(Excerpts from point annotation data)

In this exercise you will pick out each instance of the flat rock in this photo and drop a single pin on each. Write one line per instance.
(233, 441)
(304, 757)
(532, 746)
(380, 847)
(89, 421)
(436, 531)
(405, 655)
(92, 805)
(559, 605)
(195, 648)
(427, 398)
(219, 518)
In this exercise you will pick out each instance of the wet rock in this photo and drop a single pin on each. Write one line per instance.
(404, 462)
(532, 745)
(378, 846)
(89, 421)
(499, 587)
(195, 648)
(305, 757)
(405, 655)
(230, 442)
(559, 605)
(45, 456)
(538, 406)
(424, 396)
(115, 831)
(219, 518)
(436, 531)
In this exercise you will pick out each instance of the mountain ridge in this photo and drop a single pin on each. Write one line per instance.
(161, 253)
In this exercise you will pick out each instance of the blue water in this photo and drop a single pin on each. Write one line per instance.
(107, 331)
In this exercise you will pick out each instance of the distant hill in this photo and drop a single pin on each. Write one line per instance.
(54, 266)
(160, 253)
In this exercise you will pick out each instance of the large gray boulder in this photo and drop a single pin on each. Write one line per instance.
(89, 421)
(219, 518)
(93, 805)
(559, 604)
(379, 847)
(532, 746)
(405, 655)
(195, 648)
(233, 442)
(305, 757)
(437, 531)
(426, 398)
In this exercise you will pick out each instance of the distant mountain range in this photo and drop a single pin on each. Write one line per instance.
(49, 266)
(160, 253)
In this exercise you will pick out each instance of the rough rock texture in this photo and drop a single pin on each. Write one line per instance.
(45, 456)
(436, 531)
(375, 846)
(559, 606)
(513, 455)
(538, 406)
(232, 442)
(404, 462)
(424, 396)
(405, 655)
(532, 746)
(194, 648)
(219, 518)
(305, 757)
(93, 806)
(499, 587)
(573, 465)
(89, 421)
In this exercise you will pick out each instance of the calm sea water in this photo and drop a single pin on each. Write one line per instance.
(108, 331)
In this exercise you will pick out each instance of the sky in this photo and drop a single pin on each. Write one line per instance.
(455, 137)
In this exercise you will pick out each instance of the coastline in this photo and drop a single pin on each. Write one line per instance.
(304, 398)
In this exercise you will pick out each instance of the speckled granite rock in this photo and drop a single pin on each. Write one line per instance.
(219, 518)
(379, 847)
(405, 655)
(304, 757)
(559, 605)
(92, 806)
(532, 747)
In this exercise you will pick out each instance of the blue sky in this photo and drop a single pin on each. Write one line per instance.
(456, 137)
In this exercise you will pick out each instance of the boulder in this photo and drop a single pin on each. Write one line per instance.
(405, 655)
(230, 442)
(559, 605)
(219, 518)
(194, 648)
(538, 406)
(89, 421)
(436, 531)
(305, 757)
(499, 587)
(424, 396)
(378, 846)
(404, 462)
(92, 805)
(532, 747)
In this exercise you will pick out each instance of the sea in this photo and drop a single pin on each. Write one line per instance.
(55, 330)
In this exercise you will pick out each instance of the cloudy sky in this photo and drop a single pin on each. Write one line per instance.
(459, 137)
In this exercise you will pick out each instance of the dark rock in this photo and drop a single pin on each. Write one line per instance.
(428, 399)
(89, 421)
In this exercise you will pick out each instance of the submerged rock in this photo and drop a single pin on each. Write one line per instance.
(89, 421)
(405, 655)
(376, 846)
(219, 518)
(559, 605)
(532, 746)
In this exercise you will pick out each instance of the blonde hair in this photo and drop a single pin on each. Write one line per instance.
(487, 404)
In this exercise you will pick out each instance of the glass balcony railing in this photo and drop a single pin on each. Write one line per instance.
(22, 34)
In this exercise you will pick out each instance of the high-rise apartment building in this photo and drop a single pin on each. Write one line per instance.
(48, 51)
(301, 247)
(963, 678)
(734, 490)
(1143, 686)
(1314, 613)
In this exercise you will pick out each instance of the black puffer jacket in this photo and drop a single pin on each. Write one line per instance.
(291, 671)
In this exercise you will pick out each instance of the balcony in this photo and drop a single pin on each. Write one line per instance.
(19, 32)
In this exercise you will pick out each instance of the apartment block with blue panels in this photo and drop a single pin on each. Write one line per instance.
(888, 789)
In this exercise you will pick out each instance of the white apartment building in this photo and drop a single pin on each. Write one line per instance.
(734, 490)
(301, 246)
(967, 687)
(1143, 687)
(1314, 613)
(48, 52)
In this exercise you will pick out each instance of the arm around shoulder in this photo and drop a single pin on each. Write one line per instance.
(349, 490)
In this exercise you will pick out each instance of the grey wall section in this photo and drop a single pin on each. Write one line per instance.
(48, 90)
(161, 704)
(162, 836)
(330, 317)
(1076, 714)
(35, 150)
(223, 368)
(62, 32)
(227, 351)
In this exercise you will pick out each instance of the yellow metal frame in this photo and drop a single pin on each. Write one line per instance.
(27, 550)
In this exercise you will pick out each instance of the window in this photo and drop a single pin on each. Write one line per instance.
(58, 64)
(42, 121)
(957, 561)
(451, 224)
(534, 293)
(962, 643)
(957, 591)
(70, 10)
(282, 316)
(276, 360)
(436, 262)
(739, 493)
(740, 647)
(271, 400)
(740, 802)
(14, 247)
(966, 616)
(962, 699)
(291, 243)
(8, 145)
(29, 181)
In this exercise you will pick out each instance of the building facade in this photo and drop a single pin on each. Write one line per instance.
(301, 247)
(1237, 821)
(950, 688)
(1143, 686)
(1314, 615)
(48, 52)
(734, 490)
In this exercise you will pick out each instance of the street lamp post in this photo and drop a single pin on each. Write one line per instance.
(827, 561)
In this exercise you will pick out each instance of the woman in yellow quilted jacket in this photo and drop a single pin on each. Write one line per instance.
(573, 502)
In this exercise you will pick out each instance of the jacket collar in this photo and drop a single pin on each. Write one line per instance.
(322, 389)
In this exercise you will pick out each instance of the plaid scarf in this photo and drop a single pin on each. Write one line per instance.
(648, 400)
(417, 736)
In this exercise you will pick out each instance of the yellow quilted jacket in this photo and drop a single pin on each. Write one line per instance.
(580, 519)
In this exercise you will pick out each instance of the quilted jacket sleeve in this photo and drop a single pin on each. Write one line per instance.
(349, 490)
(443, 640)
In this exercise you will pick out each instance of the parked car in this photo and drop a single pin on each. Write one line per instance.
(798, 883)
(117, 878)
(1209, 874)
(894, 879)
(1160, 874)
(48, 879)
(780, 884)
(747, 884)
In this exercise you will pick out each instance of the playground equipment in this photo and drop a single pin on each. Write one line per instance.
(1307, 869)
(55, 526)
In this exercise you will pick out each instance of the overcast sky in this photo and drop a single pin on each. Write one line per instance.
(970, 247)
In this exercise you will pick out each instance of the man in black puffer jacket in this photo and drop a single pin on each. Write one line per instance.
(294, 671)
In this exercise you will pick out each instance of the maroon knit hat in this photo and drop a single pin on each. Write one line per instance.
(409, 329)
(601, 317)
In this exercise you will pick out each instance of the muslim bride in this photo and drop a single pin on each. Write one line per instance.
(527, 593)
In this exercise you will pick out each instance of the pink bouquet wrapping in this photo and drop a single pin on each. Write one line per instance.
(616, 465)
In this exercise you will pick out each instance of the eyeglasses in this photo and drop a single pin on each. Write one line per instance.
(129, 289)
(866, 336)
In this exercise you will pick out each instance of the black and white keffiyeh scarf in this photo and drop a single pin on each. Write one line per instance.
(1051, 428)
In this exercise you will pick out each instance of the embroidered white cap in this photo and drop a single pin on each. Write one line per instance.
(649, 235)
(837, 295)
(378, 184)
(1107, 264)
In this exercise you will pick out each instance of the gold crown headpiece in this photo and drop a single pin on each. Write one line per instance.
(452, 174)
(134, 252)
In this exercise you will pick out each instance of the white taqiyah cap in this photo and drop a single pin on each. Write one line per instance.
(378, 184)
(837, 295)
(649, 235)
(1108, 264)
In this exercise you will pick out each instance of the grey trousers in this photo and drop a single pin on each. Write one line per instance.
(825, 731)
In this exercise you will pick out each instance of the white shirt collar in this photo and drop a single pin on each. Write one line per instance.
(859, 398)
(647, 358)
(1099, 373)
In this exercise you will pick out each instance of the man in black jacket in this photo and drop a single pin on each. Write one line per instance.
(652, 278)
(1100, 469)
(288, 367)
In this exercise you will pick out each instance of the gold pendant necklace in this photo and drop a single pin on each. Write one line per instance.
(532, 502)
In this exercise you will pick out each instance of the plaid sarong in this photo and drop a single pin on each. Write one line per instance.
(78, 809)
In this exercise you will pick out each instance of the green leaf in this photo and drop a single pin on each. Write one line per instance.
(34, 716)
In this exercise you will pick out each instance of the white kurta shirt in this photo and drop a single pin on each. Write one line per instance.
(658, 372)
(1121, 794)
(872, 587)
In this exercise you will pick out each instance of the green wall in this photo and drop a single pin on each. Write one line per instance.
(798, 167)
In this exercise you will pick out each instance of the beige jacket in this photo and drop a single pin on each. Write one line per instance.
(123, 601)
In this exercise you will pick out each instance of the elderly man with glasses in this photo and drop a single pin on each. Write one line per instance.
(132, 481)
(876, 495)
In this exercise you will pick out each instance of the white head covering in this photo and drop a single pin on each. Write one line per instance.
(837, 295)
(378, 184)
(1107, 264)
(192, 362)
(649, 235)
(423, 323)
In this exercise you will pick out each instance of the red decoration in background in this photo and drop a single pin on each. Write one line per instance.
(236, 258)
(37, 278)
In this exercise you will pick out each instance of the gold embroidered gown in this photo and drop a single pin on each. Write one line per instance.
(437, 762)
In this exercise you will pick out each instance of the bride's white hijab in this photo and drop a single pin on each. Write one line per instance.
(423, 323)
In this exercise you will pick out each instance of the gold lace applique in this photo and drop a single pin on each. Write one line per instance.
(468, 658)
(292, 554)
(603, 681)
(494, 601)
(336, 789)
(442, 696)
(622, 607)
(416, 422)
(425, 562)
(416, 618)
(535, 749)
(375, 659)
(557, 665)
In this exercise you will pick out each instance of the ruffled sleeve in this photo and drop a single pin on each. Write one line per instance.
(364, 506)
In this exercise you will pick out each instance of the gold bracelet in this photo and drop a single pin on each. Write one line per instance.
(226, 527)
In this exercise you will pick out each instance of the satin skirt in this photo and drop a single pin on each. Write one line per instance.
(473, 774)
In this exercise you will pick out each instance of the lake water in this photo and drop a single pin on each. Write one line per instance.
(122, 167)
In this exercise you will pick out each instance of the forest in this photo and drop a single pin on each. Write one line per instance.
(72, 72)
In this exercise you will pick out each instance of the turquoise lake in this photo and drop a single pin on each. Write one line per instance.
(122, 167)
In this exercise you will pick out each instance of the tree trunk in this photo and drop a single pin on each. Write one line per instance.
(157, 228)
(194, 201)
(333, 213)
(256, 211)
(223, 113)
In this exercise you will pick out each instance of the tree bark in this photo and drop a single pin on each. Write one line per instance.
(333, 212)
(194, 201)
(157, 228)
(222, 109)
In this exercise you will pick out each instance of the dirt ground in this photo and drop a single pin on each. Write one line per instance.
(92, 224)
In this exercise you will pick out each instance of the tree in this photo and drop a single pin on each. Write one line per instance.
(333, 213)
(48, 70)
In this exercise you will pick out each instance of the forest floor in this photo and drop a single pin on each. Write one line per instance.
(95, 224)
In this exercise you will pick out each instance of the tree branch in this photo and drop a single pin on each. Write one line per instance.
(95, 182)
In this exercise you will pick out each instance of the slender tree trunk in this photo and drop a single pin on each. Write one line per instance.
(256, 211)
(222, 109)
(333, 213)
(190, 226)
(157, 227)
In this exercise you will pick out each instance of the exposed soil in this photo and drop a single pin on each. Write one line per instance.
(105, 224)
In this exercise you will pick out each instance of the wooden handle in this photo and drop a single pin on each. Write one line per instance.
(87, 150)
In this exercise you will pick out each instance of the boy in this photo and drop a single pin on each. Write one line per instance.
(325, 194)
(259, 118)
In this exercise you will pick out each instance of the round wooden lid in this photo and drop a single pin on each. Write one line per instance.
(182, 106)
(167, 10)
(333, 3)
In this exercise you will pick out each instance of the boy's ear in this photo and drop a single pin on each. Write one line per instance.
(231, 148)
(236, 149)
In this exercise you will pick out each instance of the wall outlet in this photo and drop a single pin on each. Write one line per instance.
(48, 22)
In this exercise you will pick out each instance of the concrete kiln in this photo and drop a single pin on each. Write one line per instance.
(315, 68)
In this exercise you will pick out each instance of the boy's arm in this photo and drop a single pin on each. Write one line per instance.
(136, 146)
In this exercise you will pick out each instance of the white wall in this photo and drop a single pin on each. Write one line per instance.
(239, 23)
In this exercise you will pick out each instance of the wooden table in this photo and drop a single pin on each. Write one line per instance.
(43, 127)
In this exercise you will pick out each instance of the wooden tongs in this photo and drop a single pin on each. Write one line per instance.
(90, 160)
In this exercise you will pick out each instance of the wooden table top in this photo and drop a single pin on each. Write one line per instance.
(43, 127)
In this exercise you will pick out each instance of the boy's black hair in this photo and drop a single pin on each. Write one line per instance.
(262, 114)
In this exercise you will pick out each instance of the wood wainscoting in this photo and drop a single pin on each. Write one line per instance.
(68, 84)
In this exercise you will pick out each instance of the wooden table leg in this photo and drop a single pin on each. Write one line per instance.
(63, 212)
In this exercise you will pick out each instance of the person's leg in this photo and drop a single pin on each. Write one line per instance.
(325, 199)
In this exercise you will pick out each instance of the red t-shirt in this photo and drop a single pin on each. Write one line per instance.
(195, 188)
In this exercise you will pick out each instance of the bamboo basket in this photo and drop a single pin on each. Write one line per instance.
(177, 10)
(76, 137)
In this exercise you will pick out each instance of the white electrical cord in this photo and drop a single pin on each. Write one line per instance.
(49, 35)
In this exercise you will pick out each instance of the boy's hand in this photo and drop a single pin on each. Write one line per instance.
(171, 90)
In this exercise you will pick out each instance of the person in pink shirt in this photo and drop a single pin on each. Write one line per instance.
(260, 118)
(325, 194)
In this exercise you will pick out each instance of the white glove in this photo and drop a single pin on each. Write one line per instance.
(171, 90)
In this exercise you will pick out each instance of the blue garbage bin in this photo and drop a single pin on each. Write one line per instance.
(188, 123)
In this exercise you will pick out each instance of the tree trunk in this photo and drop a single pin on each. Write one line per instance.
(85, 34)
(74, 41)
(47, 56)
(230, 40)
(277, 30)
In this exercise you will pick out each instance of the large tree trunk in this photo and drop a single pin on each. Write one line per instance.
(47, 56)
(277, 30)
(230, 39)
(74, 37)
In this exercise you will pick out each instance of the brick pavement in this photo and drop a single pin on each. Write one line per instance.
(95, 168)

Instruction:
For this exercise, please retype exactly the lines in the listing from the line with "the blue garbage" through its last line, both ends included.

The solution:
In this exercise you will pick out each instance of the blue garbage bin in this photo and drop a single pin on each. Write one line per instance.
(188, 123)
In this exercise you will pick out each instance of the tree trunk in this photo and drop a single pin on each. Write one line per instance.
(85, 34)
(74, 41)
(47, 56)
(230, 40)
(277, 30)
In this exercise you will pick out each instance of the large tree trunk in this photo and drop a single pin on each. Write one line per instance.
(47, 56)
(277, 30)
(230, 39)
(74, 37)
In this exercise you will pick out each instance of the brick pavement in this photo and drop a single pin on each. Write one line per instance.
(95, 168)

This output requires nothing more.